## EXTRACT PROVIDED

I'm trying to decode what I think is some quoted-printable encoded text that appears in an MBox email archive. I will give one example of some text I am having trouble with.
In the MBox, the following text appears:
"Demarcation by Theresa Castel=E3o-Lawless"
Properly decoded, I think this should appear as:
"Demarcation by Theresa Castelão-Lawless"
I'm basing my statement of what it should properly look like both off of
1) a web archive of the email in which the text is properly rendered as "Demarcation by Theresa Castelão-Lawless"
and 2) this page, which shows "=E3" as corresponding to a "ã" for quoted-printable https://www.ic.unicamp.br/~stolfi/EXPORT/www/ISO-8859-1-Encoding.html
I've tried the code below but it gives the wrong output.
string = "Demarcation by Theresa Castel=E3o-Lawless"
decoded_string = Mail::Encodings::QuotedPrintable.decode(string)
puts decoded_string + "\n"
The result from the code above is "Demarcation by Theresa Castel?o-Lawless" but as stated above, I want "Demarcation by Theresa Castelão-Lawless"
Try to avoid weird Rails stuff when you have plain old good ruby to accomplish a task. String#unpack
is your friend.
"Demarcation by Theresa Castel=E3o-Lawless".
unpack("M").first. # unpack as quoted printable
force_encoding(Encoding::ISO_8859_1).
encode(Encoding::UTF_8)
#⇒ "Demarcation by Theresa Castelão-Lawless"
or, as suggested in comments by @Stefan, one can pass the source encoding as the 2nd argument:
"Demarcation by Theresa Castel=E3o-Lawless".
unpack("M").first. # unpack as quoted printable
encode('utf-8', 'iso-8859-1')
Note: force_encoding
is needed to tell the engine this is single-byte ISO with european accents before encoding into target UTF-8
.

## WORK REQUIRED
Answer these questions from the thread above, one per line:
1. What output did the asker's code produce?
2. Which String method does the reply recommend?
3. According to the closing note, why is force_encoding needed?

## SUPPLIED MATERIAL
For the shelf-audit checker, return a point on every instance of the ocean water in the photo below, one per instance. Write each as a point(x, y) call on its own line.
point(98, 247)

## RESPONSE
1. "Demarcation by Theresa Castel?o-Lawless"
2. String#unpack
3. It tells the engine that the string is single-byte ISO with European accents before it is encoded into the target UTF-8.